-- Start GIVEN DATA --
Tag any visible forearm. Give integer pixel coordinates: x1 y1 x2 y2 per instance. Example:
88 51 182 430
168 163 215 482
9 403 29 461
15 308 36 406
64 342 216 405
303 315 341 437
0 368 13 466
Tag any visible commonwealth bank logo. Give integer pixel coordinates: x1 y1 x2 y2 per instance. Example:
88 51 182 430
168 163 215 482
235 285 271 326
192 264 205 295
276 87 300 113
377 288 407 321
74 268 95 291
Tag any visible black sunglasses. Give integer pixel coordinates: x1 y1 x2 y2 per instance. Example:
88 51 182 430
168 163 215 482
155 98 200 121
-- End GIVEN DATA --
Format every line of the listing above as a numbered list, leaving out any blank lines.

1. Tag any visible forearm. Give integer pixel coordinates: x1 y1 x2 y2 per instance. Example:
2. 88 51 182 430
3. 168 163 215 482
4. 9 403 29 461
5. 15 308 36 406
6. 64 342 216 405
7. 303 315 341 437
8. 0 368 13 466
9. Tag any visible commonwealth bank logo. Give integer pixel coordinates: x1 y1 x2 y2 per instance. Example:
10. 88 51 182 430
11. 168 163 215 482
12. 235 285 271 326
13. 192 264 205 295
14. 276 87 300 113
15. 377 288 407 321
16. 74 268 95 291
17. Tag any visible black sunglasses. Give integer pixel coordinates: x1 y1 x2 y2 per instance. Example:
18. 88 51 182 430
19. 168 163 215 482
20. 155 98 200 121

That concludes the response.